Set task —
Pull out every line of the listing below that contains the string "Target".

Record list —
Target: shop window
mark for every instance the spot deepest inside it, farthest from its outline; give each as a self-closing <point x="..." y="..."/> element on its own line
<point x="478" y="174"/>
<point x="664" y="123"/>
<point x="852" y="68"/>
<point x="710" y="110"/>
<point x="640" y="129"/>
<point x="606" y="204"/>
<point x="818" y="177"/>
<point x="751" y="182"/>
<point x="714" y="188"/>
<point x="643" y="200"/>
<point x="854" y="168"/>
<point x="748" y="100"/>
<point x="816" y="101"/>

---

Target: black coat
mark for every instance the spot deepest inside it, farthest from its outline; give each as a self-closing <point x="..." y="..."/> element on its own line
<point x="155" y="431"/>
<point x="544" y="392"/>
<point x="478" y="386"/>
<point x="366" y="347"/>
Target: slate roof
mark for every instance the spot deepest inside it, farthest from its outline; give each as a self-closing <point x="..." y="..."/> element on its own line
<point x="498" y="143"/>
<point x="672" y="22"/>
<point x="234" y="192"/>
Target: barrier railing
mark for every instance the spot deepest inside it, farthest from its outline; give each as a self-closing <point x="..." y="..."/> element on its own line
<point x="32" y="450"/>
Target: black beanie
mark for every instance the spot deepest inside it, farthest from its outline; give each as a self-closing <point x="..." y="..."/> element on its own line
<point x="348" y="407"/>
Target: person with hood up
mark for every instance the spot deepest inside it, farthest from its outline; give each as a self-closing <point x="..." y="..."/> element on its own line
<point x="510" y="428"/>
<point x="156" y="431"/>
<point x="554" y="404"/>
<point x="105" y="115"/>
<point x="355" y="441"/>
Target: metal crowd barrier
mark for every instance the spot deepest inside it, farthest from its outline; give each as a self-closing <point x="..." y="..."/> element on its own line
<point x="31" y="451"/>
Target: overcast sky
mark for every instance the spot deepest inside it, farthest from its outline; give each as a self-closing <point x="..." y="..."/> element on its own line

Task output —
Target: shop window
Target: black coat
Target: slate roof
Target: barrier railing
Target: black beanie
Target: person with hood up
Target: metal crowd barrier
Target: overcast sky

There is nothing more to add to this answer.